Available data →
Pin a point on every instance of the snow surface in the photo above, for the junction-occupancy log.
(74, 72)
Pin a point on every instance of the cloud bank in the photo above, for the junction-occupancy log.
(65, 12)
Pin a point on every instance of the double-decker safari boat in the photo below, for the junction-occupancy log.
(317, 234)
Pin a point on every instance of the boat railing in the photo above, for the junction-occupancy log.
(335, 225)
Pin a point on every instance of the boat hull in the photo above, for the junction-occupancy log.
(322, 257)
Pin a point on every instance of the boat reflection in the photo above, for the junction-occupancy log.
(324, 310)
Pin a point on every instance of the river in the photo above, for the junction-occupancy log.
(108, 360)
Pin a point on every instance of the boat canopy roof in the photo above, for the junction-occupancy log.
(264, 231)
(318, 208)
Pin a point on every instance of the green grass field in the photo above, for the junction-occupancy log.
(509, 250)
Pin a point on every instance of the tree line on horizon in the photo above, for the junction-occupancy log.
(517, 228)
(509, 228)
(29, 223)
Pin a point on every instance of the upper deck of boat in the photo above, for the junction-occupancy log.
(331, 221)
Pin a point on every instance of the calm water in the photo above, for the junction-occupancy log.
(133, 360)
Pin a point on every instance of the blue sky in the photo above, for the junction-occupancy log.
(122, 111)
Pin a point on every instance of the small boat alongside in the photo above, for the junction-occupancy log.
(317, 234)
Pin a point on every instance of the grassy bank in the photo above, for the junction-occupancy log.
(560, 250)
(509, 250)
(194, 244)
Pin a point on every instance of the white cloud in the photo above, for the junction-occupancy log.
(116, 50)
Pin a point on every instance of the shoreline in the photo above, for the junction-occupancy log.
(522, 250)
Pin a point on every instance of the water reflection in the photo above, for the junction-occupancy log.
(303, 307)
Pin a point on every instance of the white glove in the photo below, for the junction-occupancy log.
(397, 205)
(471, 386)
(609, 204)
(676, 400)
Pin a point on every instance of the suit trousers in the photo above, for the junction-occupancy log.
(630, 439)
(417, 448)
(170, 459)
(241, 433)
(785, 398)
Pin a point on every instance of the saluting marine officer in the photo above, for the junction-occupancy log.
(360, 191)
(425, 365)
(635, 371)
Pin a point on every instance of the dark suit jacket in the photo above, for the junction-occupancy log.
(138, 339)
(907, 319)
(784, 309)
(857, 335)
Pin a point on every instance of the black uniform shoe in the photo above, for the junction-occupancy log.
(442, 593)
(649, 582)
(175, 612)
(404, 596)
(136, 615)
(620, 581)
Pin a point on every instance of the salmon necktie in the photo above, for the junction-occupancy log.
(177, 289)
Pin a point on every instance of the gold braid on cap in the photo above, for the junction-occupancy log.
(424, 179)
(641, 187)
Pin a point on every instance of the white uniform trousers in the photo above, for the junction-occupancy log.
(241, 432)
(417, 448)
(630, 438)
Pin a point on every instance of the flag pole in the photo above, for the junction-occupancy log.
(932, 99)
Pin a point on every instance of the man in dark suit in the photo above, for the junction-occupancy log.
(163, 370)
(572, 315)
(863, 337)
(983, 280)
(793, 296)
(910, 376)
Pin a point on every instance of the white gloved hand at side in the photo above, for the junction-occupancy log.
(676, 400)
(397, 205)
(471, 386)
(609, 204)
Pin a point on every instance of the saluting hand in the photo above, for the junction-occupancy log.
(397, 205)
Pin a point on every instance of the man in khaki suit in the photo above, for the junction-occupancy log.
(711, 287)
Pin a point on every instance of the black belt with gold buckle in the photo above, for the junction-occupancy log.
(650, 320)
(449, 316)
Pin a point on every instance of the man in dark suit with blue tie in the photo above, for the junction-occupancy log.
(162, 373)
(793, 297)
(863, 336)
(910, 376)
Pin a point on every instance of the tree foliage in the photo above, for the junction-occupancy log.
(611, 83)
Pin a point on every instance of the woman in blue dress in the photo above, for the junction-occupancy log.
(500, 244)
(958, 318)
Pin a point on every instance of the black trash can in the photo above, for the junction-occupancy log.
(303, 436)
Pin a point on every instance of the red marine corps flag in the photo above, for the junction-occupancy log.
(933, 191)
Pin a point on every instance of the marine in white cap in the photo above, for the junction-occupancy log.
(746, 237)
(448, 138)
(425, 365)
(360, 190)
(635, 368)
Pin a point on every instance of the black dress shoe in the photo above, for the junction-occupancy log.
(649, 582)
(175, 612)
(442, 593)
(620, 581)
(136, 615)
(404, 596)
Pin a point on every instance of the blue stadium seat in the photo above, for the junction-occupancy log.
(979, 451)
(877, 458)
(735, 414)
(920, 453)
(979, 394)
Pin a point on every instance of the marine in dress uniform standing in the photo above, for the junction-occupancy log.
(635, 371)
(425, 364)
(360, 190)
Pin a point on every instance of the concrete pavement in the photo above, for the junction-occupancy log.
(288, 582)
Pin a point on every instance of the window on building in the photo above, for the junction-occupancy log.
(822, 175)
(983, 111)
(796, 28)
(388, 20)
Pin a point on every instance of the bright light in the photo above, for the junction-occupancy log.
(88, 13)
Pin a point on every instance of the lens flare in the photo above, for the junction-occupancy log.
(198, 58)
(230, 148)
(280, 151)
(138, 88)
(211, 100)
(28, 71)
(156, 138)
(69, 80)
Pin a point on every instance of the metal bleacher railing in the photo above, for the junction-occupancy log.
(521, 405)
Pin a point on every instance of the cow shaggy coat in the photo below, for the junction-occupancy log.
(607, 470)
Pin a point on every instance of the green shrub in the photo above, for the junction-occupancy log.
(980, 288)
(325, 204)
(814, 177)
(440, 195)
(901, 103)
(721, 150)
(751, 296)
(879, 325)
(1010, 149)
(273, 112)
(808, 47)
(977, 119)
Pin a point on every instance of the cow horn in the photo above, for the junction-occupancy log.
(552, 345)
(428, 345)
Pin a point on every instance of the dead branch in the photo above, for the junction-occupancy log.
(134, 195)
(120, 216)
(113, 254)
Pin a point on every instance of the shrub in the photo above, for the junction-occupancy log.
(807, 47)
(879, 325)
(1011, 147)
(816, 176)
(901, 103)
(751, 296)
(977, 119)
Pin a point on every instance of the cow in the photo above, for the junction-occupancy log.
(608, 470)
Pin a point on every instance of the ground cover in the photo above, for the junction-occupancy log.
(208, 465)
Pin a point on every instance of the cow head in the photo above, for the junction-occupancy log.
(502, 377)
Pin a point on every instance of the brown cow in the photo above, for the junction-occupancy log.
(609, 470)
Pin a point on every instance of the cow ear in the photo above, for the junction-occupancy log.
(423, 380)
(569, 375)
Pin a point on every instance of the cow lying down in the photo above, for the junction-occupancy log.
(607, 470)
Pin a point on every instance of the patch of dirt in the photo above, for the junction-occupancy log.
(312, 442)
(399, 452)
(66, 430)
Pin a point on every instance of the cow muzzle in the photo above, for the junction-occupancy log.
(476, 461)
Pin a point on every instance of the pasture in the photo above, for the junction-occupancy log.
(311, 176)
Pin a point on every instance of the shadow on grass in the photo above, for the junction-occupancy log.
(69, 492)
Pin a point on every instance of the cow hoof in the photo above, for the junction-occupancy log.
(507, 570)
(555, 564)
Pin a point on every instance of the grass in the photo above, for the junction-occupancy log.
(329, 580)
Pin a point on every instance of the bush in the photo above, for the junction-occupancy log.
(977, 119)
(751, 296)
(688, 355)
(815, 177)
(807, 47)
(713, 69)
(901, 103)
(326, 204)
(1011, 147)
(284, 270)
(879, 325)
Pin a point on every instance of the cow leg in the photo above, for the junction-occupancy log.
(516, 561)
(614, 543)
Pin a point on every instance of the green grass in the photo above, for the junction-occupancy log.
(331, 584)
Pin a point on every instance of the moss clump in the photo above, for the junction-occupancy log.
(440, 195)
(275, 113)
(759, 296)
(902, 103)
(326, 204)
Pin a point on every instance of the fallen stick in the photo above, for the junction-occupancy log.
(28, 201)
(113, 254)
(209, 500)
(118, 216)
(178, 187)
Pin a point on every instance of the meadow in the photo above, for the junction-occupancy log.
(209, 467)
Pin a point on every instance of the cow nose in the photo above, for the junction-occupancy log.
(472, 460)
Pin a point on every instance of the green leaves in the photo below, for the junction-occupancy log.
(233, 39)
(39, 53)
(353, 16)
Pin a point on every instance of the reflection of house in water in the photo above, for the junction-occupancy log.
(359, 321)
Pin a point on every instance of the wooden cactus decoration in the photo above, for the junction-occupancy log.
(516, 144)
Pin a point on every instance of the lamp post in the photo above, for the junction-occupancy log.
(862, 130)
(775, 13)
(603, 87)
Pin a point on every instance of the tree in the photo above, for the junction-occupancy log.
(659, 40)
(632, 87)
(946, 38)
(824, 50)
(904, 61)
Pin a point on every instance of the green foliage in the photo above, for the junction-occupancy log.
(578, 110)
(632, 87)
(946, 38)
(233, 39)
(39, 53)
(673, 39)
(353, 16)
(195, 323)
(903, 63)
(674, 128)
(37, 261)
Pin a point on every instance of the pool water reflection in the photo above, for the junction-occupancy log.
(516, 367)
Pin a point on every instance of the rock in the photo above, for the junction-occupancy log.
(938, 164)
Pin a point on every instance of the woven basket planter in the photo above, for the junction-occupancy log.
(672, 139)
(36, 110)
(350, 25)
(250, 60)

Task requirements → Reproduce everything from the line containing "Pin a point on every instance of the fallen" down to the final line, swapping "lamp post" for "street lamp" and leaving all else unchanged.

Reply →
Pin a point on every instance of the fallen stick in the photo above, for the junction-occupancy log.
(28, 201)
(113, 254)
(209, 500)
(118, 216)
(178, 187)
Pin a point on every instance of the meadow in the photo above, for the junction-occupancy log.
(209, 467)
Pin a point on every instance of the cow nose in the photo above, for the junction-occupancy log.
(472, 460)
Pin a point on every instance of the green leaves in the photo below, for the junction-occupancy log.
(233, 39)
(39, 53)
(353, 16)
Pin a point on every instance of the reflection of house in water in the photo above, for the junction-occupancy log.
(359, 321)
Pin a point on every instance of the wooden cactus decoration in the photo above, for the junction-occupancy log.
(516, 144)
Pin a point on every instance of the street lamp in the photo above, for the junction-occupancy log.
(862, 130)
(775, 13)
(603, 87)
Pin a point on every instance of the tree in the photo above, for the junction-occupancy log.
(659, 40)
(632, 87)
(946, 38)
(824, 50)
(904, 61)
Pin a point on every instance of the green foliage in the photo above, for the junction-occupancy log.
(578, 110)
(632, 87)
(946, 38)
(233, 39)
(39, 53)
(673, 39)
(353, 16)
(195, 323)
(903, 63)
(674, 128)
(37, 261)
Pin a point on every instance of the pool water reflection in the photo above, for the junction-occupancy log.
(516, 367)
Pin a point on every instance of the rock in the photo above, for the junction-occupancy log.
(938, 164)
Pin a point on every instance of the woven basket planter in the photo above, for the junction-occupancy log.
(672, 139)
(36, 110)
(350, 25)
(250, 60)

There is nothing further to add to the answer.